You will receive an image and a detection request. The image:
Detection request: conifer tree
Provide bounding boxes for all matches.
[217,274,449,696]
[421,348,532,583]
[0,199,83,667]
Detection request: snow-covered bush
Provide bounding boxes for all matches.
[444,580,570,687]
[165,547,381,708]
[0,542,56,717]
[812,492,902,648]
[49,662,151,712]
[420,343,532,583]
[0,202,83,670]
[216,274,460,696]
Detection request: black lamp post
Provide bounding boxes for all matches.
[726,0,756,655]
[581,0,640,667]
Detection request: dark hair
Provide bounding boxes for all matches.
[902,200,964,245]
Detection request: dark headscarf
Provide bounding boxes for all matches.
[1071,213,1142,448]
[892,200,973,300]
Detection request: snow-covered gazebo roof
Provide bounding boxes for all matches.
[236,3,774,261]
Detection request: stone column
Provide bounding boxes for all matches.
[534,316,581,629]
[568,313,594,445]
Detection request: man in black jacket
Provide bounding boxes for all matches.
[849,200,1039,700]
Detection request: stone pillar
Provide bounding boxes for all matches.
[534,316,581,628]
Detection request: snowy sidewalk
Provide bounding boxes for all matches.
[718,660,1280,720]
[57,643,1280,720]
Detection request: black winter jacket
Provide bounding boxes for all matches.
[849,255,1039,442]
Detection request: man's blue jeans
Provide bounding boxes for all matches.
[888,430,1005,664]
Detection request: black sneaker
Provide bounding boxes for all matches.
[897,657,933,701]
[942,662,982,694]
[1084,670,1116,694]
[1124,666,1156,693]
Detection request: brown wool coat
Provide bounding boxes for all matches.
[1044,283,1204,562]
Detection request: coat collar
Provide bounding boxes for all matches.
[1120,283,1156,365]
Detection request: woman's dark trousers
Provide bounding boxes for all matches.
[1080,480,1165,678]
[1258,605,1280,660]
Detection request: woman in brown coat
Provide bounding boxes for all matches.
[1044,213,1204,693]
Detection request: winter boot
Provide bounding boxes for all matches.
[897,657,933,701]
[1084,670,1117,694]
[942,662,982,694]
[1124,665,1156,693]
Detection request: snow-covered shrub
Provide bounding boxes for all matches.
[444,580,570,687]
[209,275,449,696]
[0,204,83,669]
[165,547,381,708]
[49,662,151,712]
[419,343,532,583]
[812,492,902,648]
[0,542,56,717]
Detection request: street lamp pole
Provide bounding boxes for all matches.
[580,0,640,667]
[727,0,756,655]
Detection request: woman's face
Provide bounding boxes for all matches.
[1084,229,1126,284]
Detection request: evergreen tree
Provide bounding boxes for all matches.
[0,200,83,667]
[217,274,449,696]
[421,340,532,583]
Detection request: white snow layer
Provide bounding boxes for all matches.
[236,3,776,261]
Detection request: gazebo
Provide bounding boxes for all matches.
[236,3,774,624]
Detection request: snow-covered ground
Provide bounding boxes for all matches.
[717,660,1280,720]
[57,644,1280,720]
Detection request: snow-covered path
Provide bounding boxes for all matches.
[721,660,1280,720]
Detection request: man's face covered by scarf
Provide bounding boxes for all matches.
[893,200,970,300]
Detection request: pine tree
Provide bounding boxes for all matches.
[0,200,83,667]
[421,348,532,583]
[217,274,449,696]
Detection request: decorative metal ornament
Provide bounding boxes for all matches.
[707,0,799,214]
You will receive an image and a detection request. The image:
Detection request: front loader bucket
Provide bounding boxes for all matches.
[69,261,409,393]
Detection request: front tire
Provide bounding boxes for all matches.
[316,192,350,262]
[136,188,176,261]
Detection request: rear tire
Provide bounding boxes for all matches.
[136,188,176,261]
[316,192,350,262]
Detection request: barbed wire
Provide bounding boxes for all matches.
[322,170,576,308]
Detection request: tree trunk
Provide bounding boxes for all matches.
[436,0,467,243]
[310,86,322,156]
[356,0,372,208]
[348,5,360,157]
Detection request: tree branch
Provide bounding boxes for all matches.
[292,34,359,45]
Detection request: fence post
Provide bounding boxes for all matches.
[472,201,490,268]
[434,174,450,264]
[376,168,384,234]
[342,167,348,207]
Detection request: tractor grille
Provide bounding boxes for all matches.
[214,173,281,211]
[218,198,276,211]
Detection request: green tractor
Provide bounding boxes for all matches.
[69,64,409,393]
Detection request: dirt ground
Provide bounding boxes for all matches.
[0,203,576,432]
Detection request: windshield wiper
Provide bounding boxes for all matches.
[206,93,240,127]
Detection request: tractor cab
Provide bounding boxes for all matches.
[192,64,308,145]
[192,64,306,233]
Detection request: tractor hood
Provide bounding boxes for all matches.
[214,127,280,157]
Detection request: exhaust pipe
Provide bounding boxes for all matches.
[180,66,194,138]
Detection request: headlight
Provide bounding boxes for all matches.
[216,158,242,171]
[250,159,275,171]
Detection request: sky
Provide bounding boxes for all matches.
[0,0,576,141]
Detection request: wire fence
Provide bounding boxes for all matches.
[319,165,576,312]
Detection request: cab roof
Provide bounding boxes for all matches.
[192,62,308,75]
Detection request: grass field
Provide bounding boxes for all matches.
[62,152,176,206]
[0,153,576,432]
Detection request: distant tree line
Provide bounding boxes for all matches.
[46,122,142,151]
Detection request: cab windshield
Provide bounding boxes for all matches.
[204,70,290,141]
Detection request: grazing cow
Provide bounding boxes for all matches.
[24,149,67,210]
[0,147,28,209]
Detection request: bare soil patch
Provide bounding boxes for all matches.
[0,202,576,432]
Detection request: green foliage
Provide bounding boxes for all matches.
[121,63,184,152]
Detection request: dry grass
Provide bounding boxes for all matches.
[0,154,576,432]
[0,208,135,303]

DIRECTION:
Render every line of the items above as a JSON list of strings, one string per line, leaving out any blank lines.

REPLY:
[
  "You will receive an image and a detection request. The image:",
  "Detection request: conifer tree",
  "Provide bounding boxes for all matches.",
  "[217,274,449,696]",
  "[421,348,532,583]",
  "[0,199,83,667]",
  "Detection request: snow-covered bush",
  "Provide bounding boxes for all matches.",
  "[444,580,570,687]",
  "[165,547,381,708]",
  "[0,542,56,717]",
  "[812,492,902,648]",
  "[49,662,151,712]",
  "[420,343,532,583]",
  "[0,202,83,670]",
  "[216,274,460,696]",
  "Detection request: black lamp post",
  "Provide bounding boxes for all matches.",
  "[726,0,756,655]",
  "[581,0,640,667]",
  "Detection request: dark hair",
  "Provide bounding boxes for all matches.",
  "[902,200,964,245]",
  "Detection request: dark headscarf",
  "Provide bounding boxes for all matches.",
  "[1071,213,1142,448]",
  "[892,200,973,300]",
  "Detection request: snow-covered gazebo roof",
  "Provide bounding boxes for all matches.",
  "[236,3,774,261]",
  "Detection request: stone column",
  "Provide bounding boxes for all matches.",
  "[534,316,581,629]",
  "[568,313,594,445]",
  "Detection request: man in black jacket",
  "Provide bounding boxes for all matches.",
  "[849,200,1039,700]",
  "Detection request: stone pillar",
  "Provide bounding boxes for all matches.",
  "[534,316,581,628]",
  "Detection request: snowy sidewalk",
  "Provide bounding boxes for all matches.",
  "[718,660,1280,720]",
  "[57,643,1280,720]",
  "Detection request: black winter jacket",
  "Provide bounding boxes for all matches.",
  "[849,255,1039,442]",
  "Detection request: man's blue jeans",
  "Provide bounding boxes for all matches.",
  "[888,430,1005,664]",
  "Detection request: black sneaker",
  "Provide bounding boxes for all matches.",
  "[897,657,933,701]",
  "[942,662,982,694]",
  "[1084,670,1116,694]",
  "[1124,666,1156,693]",
  "Detection request: brown wool coat",
  "Provide bounding boxes for all matches.",
  "[1044,283,1204,562]",
  "Detection request: coat collar",
  "Provide bounding boxes for all matches.",
  "[1120,283,1156,365]",
  "Detection request: woman's dark trousers",
  "Provide bounding boxes for all matches.",
  "[1080,480,1165,678]",
  "[1258,605,1280,660]",
  "Detection request: woman in brown coat",
  "Provide bounding boxes for all matches.",
  "[1044,213,1204,693]",
  "Detection request: winter boot",
  "Provide bounding boxes for all matches.",
  "[897,657,933,701]",
  "[1084,670,1117,694]",
  "[942,662,982,694]",
  "[1124,665,1156,693]",
  "Detection request: snow-covered shrub",
  "Provide bounding boxes for all matches.",
  "[444,580,570,687]",
  "[209,275,449,696]",
  "[0,204,83,669]",
  "[165,547,381,708]",
  "[49,662,151,712]",
  "[419,343,532,583]",
  "[812,492,902,648]",
  "[0,542,56,717]",
  "Detection request: street lamp pole",
  "Provide bounding boxes for all matches.",
  "[580,0,640,667]",
  "[727,0,756,655]",
  "Detection request: woman's face",
  "Provide bounding boxes for all matches.",
  "[1084,229,1126,284]",
  "Detection request: evergreen tree",
  "Provide bounding boxes for all matches.",
  "[0,200,83,667]",
  "[217,274,449,696]",
  "[421,340,532,583]",
  "Detection request: white snow layer",
  "Provide bounding boxes for all matches.",
  "[236,3,776,261]",
  "Detection request: gazebo",
  "Provide bounding boxes for all matches.",
  "[236,3,774,624]",
  "Detection request: snow-covered ground",
  "Provide bounding boxes for all matches.",
  "[717,660,1280,720]",
  "[57,644,1280,720]",
  "Detection request: snow-covered path",
  "Provide bounding boxes for all matches.",
  "[721,660,1280,720]",
  "Detection request: man's face covered by scarf",
  "Provide bounding boxes for all matches.",
  "[893,200,970,300]",
  "Detection request: pine tree",
  "Provide bounding boxes for all matches.",
  "[0,200,83,667]",
  "[421,348,532,583]",
  "[217,274,449,696]",
  "Detection request: decorative metal ornament",
  "Provide bounding boxes for all matches.",
  "[707,0,799,214]",
  "You will receive an image and a detection request. The image:",
  "Detection request: front loader bucket",
  "Provide bounding boxes for all matches.",
  "[69,261,409,393]",
  "Detection request: front tire",
  "Provide bounding boxes for all matches.",
  "[316,192,350,262]",
  "[136,188,176,261]",
  "Detection request: rear tire",
  "Provide bounding boxes for all matches.",
  "[136,188,176,261]",
  "[316,192,350,262]",
  "Detection request: barbed wire",
  "Provide bounding boxes for all matches.",
  "[322,170,576,308]",
  "Detection request: tree trunk",
  "Provide bounding boxes for all matches.",
  "[436,0,467,243]",
  "[310,86,322,156]",
  "[356,0,372,208]",
  "[348,5,360,157]",
  "Detection request: tree branch",
  "Provide bounding boxes for all matches.",
  "[292,34,359,45]",
  "Detection request: fence post",
  "Provide bounding boxes for all matches.",
  "[472,201,490,268]",
  "[434,174,450,264]",
  "[376,168,384,234]",
  "[342,167,348,207]",
  "Detection request: tractor grille",
  "Provide bounding boxes for all matches.",
  "[214,173,281,211]",
  "[218,198,276,211]",
  "Detection request: green tractor",
  "Provide bounding boxes for all matches.",
  "[69,64,409,393]",
  "Detection request: dirt ground",
  "Provide bounding boxes for all matches.",
  "[0,203,576,432]",
  "Detection request: windshield wiper",
  "Provide bounding boxes for all matches.",
  "[206,93,240,127]",
  "Detection request: tractor cab",
  "Provide bounding boxes for all matches.",
  "[192,64,308,145]",
  "[192,64,306,233]",
  "Detection request: tractor hood",
  "Provide bounding boxes for all matches.",
  "[214,127,280,157]",
  "Detection request: exhaust pipe",
  "Provide bounding boxes for all matches.",
  "[180,66,194,138]",
  "Detection request: headlight",
  "Provide bounding boxes for all matches.",
  "[216,158,242,171]",
  "[250,159,275,171]",
  "Detection request: sky",
  "Provide bounding boxes for all matches.",
  "[0,0,576,141]",
  "Detection request: wire fence",
  "Provide bounding boxes for all matches.",
  "[319,165,576,312]",
  "Detection request: cab roof",
  "Provide bounding boxes for all matches.",
  "[192,62,308,75]",
  "Detection request: grass field",
  "Provide bounding boxes for all matches.",
  "[62,152,176,206]",
  "[0,153,576,432]",
  "Detection request: distant tree line",
  "Provide bounding boxes for all matches.",
  "[46,122,142,151]",
  "Detection request: cab windshield",
  "Provide bounding boxes for all matches.",
  "[204,70,290,141]",
  "Detection request: grazing cow",
  "Provide bounding boxes for all matches.",
  "[24,149,67,210]",
  "[0,147,28,209]",
  "Detection request: bare soil patch",
  "Provide bounding boxes for all matches.",
  "[0,202,576,432]",
  "Detection request: green foliage",
  "Provide bounding boxes for all matches.",
  "[121,63,184,152]",
  "Detection request: dry grass",
  "Provide bounding boxes for all matches.",
  "[0,154,576,432]",
  "[0,208,135,303]"
]